§ **Task requirements**:
(1) Retype the passage on parental sexual health education exactly, from "The psychological factor" to "the following section.".
(2) According to the passage on parental sexual health education, what are the two main barriers that keep Canadian parents from teaching sexual health education at home?

§ **Passage**:
*** Begin section ***

University of Waterloo (CANADA)
About this paper:
Appears in: ICERI2011 Proceedings
Publication year: 2011
Pages: 3854-3863
ISBN: 978-84-615-3324-4
ISSN: 2340-1095
Conference name: 4th International Conference of Education, Research and Innovation
Dates: 14-16 November, 2011
Location: Madrid, Spain
Throughout the fields of psychology and sociology, parents have been concluded as to be the ideal source for sexual health education for adolescents. However, the two main barriers preventing Canadian parents from discussing and teaching sexual health education within the home are the psychological fact of fear and the societal influence of a lack of taking primary responsibility. Previous research and studies have shown that higher education and other such factors encourage a greater view of sexual health for adolescents. We propose that in developing a re-definition and expansion of the types of resources and tools to be received at the familial level or directly for the parents the benefits far outweigh the costs.
Firstly, let’s ask the question: what is sexual health education? From a Canadian perspective, “Health Canada defines sexual health as, “a state of physical, emotional, mental and societal well-being related to sexuality. It is not merely the absence of disease, dysfunction or infirmity.” Education surrounding this topic would need to take a holistic approach; something that could occur within a home setting. Parents have the opportunity to speak to the emotional, mental and psychical areas of sexuality while balancing what inputs society has on this area. The home environment allows for discussion on the topics of relationships, communication, etc even if at its self guided by trial and error through observing parental examples. In other words, these foundations that can be built within the home ideally encourage a greater sense of sexual health that is not like any other setting.
The psychological factor of fear is found in many aspects of parenting, especially for new parents or those who have not experienced a positive example themselves. The specific example to this study is that there are generational trends of fear in the relationships between parents and children surrounding the topic of sexual health education i.e. “How do I bring this topic up with my son or daughter? My parents never did.” This form of education cannot be dependent on the school system alone, as will be discussed in the following section.

*** End section ***

§ **Information provided**:
*** Begin section ***

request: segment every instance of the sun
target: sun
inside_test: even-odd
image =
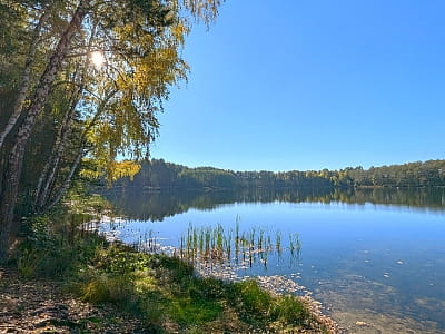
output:
[[[105,62],[103,53],[101,51],[92,51],[90,53],[90,61],[97,69],[100,69]]]

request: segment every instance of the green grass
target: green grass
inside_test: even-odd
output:
[[[180,258],[138,253],[119,243],[107,243],[77,228],[85,217],[65,214],[58,212],[28,222],[26,238],[17,253],[23,276],[63,281],[69,291],[86,302],[110,303],[138,316],[150,333],[319,327],[297,297],[274,296],[255,281],[230,283],[197,277],[194,267]],[[76,228],[73,219],[78,219]],[[234,235],[231,239],[241,239],[238,230]],[[265,236],[257,236],[265,244]],[[186,238],[189,252],[206,248],[208,243],[211,247],[212,240],[216,248],[225,245],[221,227],[206,234],[190,230]],[[250,238],[255,239],[254,233]]]

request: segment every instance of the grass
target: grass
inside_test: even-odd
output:
[[[103,212],[97,202],[95,198],[96,210]],[[67,289],[82,301],[113,304],[141,318],[149,333],[320,328],[297,297],[271,295],[255,281],[230,283],[198,277],[186,258],[140,253],[79,228],[90,218],[57,212],[30,219],[16,255],[19,272],[26,277],[63,281]],[[263,232],[241,233],[236,227],[226,233],[222,226],[191,227],[181,244],[181,254],[208,257],[230,256],[231,249],[236,253],[254,245],[273,248]]]

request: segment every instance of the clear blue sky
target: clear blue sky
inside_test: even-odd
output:
[[[445,1],[227,0],[155,158],[235,170],[445,158]]]

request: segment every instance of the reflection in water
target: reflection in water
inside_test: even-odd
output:
[[[106,197],[130,218],[119,227],[119,237],[127,243],[154,230],[162,243],[178,247],[190,222],[221,224],[233,230],[234,239],[238,215],[241,229],[271,232],[267,247],[276,246],[274,233],[279,229],[279,243],[289,252],[288,235],[298,234],[298,261],[288,265],[283,261],[286,252],[281,258],[268,254],[267,271],[259,263],[237,275],[291,279],[330,307],[332,316],[352,333],[445,333],[445,189],[127,189]],[[200,248],[199,233],[188,244]],[[224,238],[221,245],[229,246]],[[230,247],[234,253],[235,244]]]
[[[445,188],[376,188],[376,189],[240,189],[224,191],[158,191],[145,193],[112,189],[103,193],[118,213],[128,218],[161,222],[165,217],[190,208],[214,209],[234,203],[348,203],[383,204],[445,210]]]

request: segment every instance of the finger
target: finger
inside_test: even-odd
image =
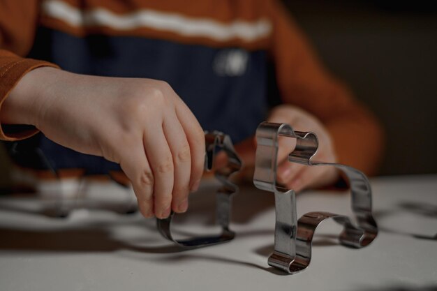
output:
[[[163,128],[173,157],[175,168],[172,209],[175,212],[185,212],[188,209],[191,170],[190,145],[175,114],[169,114],[164,120]]]
[[[290,163],[288,160],[283,161],[276,170],[276,180],[283,185],[287,185],[304,167],[305,165],[302,164]]]
[[[148,124],[144,135],[146,156],[154,177],[154,211],[158,218],[170,215],[174,182],[173,158],[162,126],[161,123]]]
[[[140,211],[145,217],[153,216],[154,175],[142,144],[126,151],[120,166],[132,183]]]
[[[179,97],[177,98],[176,115],[181,123],[187,141],[190,145],[191,156],[191,174],[190,191],[199,188],[205,167],[205,133],[199,122],[186,105]]]
[[[304,166],[290,181],[287,183],[287,186],[296,192],[316,184],[320,185],[320,178],[324,176],[326,169],[323,167]]]

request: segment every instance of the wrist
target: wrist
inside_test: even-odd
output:
[[[52,67],[35,68],[26,75],[10,91],[1,105],[1,123],[28,124],[38,127],[42,109],[48,97],[47,87],[61,70]]]

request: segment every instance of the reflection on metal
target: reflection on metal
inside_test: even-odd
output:
[[[352,210],[357,223],[343,215],[328,212],[309,212],[297,220],[295,191],[276,181],[278,139],[279,136],[296,139],[296,147],[288,155],[288,161],[309,166],[334,166],[349,179],[352,195]],[[294,131],[286,124],[263,122],[256,131],[255,186],[273,192],[275,197],[276,225],[274,251],[269,264],[289,274],[305,269],[311,258],[311,242],[317,226],[332,218],[343,226],[339,236],[344,246],[362,248],[373,241],[378,234],[376,222],[371,214],[371,190],[366,177],[361,172],[339,164],[311,161],[318,142],[313,133]]]
[[[228,163],[223,167],[215,169],[216,178],[222,184],[216,193],[216,221],[221,226],[221,234],[216,236],[195,237],[186,240],[177,240],[171,232],[171,223],[174,213],[165,219],[157,219],[156,225],[159,232],[168,240],[184,248],[198,248],[221,244],[232,239],[235,233],[229,229],[230,222],[232,195],[238,191],[238,187],[229,181],[229,177],[242,167],[242,161],[237,155],[228,135],[214,131],[205,133],[205,169],[211,170],[214,158],[222,151],[226,154]]]

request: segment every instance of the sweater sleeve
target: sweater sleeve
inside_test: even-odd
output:
[[[40,66],[57,67],[45,61],[22,57],[29,52],[34,41],[38,5],[37,0],[24,2],[0,1],[0,121],[1,105],[27,73]],[[0,140],[26,138],[36,132],[31,126],[0,124]]]
[[[282,101],[319,118],[332,137],[339,163],[374,174],[383,147],[378,121],[323,70],[286,8],[270,3],[270,52]]]

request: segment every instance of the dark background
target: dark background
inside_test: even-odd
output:
[[[385,127],[380,174],[437,173],[437,10],[399,2],[284,0],[325,66]]]
[[[324,65],[381,121],[387,144],[380,173],[437,173],[433,1],[283,2]],[[0,185],[8,181],[1,146]]]

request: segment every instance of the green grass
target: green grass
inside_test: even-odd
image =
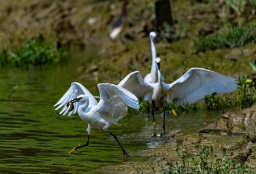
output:
[[[193,104],[185,106],[178,106],[175,103],[169,103],[167,106],[167,111],[170,112],[174,109],[177,114],[195,111],[200,108],[206,108],[209,111],[223,110],[225,108],[238,107],[245,108],[256,103],[256,84],[246,77],[239,78],[237,89],[232,93],[219,95],[213,93],[206,96],[203,100]],[[150,113],[151,106],[148,102],[143,101],[140,103],[140,113]],[[162,108],[160,109],[162,111]]]
[[[162,171],[163,173],[256,173],[256,171],[244,164],[229,159],[223,152],[221,160],[217,159],[212,147],[202,147],[199,157],[187,151],[175,150],[180,160],[169,169]]]
[[[3,50],[0,53],[0,66],[30,67],[49,64],[58,62],[64,57],[62,48],[58,48],[55,42],[47,41],[43,35],[38,35],[15,50]]]
[[[227,33],[217,33],[205,37],[198,35],[194,42],[197,52],[216,49],[234,48],[248,43],[256,43],[256,26],[229,26]]]

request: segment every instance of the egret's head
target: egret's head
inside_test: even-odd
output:
[[[157,38],[157,34],[154,31],[151,31],[150,32],[150,37],[152,41],[154,41],[156,42],[158,42]]]
[[[161,59],[159,57],[155,58],[155,63],[157,65],[158,70],[160,70],[160,63],[161,62]]]
[[[76,103],[76,102],[81,102],[84,101],[86,100],[86,99],[87,99],[87,98],[88,98],[88,97],[87,96],[86,96],[85,95],[81,95],[78,96],[76,99],[73,99],[67,103],[69,103],[69,102]]]
[[[74,105],[73,104],[73,103],[79,102],[82,102],[83,101],[85,101],[86,99],[88,99],[88,97],[87,96],[84,95],[81,95],[80,96],[78,96],[76,99],[67,102],[66,106],[67,107],[69,106],[69,111],[70,112],[74,110]]]

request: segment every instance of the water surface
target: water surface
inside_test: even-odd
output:
[[[141,154],[164,143],[163,137],[151,136],[150,114],[129,114],[119,121],[120,126],[111,129],[130,155],[128,162],[123,161],[115,139],[104,131],[92,131],[89,146],[81,148],[81,154],[67,155],[72,148],[86,143],[87,125],[77,115],[58,114],[53,105],[73,81],[98,95],[95,82],[79,79],[77,69],[86,59],[79,56],[55,66],[0,70],[1,173],[93,173],[105,165],[145,160]],[[166,132],[181,129],[196,132],[221,117],[204,111],[168,115]],[[162,133],[161,113],[155,118],[157,131]]]

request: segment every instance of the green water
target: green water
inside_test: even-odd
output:
[[[1,173],[91,173],[106,165],[145,160],[143,154],[164,143],[162,137],[151,136],[150,114],[130,114],[119,121],[120,126],[111,129],[129,154],[128,161],[123,161],[115,139],[99,130],[92,131],[90,144],[80,149],[81,154],[67,155],[72,148],[86,143],[87,125],[78,115],[59,115],[53,105],[73,81],[98,95],[96,82],[79,79],[77,69],[84,59],[72,58],[55,66],[0,70]],[[221,117],[203,111],[168,115],[166,132],[177,129],[195,132]],[[157,131],[162,133],[161,113],[155,118]]]

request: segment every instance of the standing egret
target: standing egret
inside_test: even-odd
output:
[[[115,40],[122,31],[125,23],[126,21],[126,7],[129,3],[128,0],[124,0],[122,6],[121,15],[115,21],[110,31],[109,37]]]
[[[70,155],[74,151],[89,144],[91,130],[102,129],[109,132],[116,139],[123,151],[124,157],[129,155],[123,148],[116,136],[108,131],[112,125],[118,125],[118,121],[127,114],[127,106],[138,109],[137,98],[126,89],[116,85],[99,84],[98,85],[100,100],[96,101],[91,93],[82,85],[73,82],[70,88],[54,106],[59,105],[56,110],[63,106],[60,114],[69,116],[78,113],[81,119],[88,123],[88,140],[86,144],[74,147],[68,153]]]
[[[157,58],[157,50],[155,46],[154,41],[157,42],[157,34],[154,31],[150,32],[150,43],[151,44],[151,55],[152,55],[152,64],[150,73],[145,76],[144,79],[147,82],[150,83],[156,83],[158,81],[158,75],[157,70],[157,64],[155,64],[155,59]],[[163,77],[161,75],[161,78],[164,81]]]
[[[158,82],[148,82],[140,78],[135,80],[134,78],[139,77],[140,74],[138,72],[137,74],[140,74],[139,75],[132,75],[133,72],[125,78],[118,85],[130,91],[135,96],[140,96],[140,99],[152,103],[153,125],[155,122],[154,110],[163,108],[163,129],[165,140],[165,122],[167,103],[176,102],[180,106],[191,104],[214,92],[230,92],[235,90],[237,88],[237,82],[235,79],[201,68],[191,68],[172,84],[165,84],[161,78],[161,61],[159,57],[155,59],[158,75]],[[151,87],[152,89],[152,95],[144,98],[145,96],[144,96],[145,91],[143,86]],[[156,136],[155,127],[153,135]]]

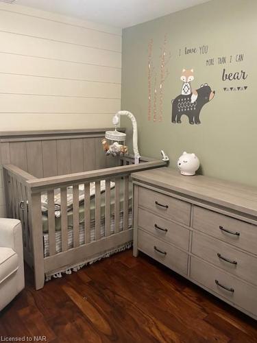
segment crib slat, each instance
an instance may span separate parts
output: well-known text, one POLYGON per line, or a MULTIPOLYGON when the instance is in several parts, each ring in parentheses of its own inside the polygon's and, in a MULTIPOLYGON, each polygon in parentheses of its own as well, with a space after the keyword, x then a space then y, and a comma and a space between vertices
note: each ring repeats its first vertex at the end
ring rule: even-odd
POLYGON ((62 251, 68 249, 67 189, 61 188, 62 251))
POLYGON ((40 289, 44 286, 45 282, 41 193, 30 194, 29 203, 30 203, 29 226, 33 228, 32 229, 32 238, 35 286, 36 289, 40 289))
POLYGON ((119 231, 119 202, 120 202, 121 178, 115 178, 115 204, 114 204, 114 233, 119 231))
POLYGON ((124 176, 123 180, 123 230, 128 229, 128 213, 129 213, 129 185, 130 176, 124 176))
POLYGON ((95 182, 95 240, 101 237, 101 184, 95 182))
POLYGON ((106 209, 105 209, 105 217, 106 217, 106 236, 110 235, 110 181, 106 180, 106 209))
POLYGON ((85 243, 90 241, 90 183, 85 183, 84 189, 84 221, 85 243))
POLYGON ((56 255, 56 225, 54 213, 54 193, 47 191, 48 205, 48 238, 49 241, 49 256, 56 255))
POLYGON ((73 246, 79 246, 79 186, 73 186, 73 246))

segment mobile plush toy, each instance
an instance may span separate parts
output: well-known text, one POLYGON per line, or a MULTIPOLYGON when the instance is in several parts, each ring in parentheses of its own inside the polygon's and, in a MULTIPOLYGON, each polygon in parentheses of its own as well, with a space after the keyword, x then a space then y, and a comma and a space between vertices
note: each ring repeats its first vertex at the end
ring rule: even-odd
POLYGON ((178 161, 178 167, 182 175, 195 175, 199 166, 198 157, 195 154, 184 152, 178 161))

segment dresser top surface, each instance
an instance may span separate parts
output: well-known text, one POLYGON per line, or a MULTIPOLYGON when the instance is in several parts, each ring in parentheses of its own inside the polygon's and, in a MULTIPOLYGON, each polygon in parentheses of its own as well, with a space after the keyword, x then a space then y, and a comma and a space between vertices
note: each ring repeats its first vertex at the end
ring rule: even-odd
POLYGON ((132 174, 134 180, 257 217, 257 187, 202 175, 185 176, 162 167, 132 174))

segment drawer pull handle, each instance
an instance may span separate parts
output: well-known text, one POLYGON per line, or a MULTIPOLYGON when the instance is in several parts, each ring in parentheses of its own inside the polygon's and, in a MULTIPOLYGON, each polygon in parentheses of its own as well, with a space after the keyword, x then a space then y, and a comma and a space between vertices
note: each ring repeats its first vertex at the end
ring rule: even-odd
POLYGON ((158 201, 156 201, 156 205, 160 206, 161 207, 164 207, 164 209, 169 209, 168 205, 162 205, 162 204, 160 204, 158 201))
POLYGON ((221 283, 219 283, 218 280, 215 280, 215 283, 218 286, 221 287, 221 288, 224 288, 224 289, 226 289, 227 291, 231 292, 232 293, 234 292, 234 288, 230 288, 228 287, 223 286, 223 285, 221 285, 221 283))
POLYGON ((167 228, 160 228, 160 226, 158 226, 157 225, 157 224, 154 224, 154 227, 156 228, 158 228, 158 230, 160 230, 161 231, 165 231, 165 233, 168 232, 168 230, 167 228))
POLYGON ((162 251, 159 250, 158 248, 156 247, 156 246, 154 246, 154 249, 157 251, 158 252, 160 252, 160 254, 162 254, 164 255, 167 255, 166 251, 162 251))
POLYGON ((229 262, 230 263, 232 263, 232 264, 236 264, 236 265, 237 264, 236 261, 232 261, 231 259, 226 259, 225 257, 223 257, 221 254, 219 254, 219 252, 218 252, 217 255, 219 259, 223 259, 223 261, 225 261, 226 262, 229 262))
POLYGON ((234 233, 234 231, 230 231, 226 228, 224 228, 223 226, 219 226, 219 228, 221 231, 225 231, 225 233, 230 233, 231 235, 235 235, 236 236, 240 236, 240 233, 234 233))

*** End section ***

§ **Replies**:
(1)
The psychological factor of fear is found in many aspects of parenting, especially for new parents or those who have not experienced a positive example themselves. The specific example to this study is that there are generational trends of fear in the relationships between parents and children surrounding the topic of sexual health education i.e. “How do I bring this topic up with my son or daughter? My parents never did.” This form of education cannot be dependent on the school system alone, as will be discussed in the following section.

(2) The psychological factor of fear and the societal influence of a lack of taking primary responsibility.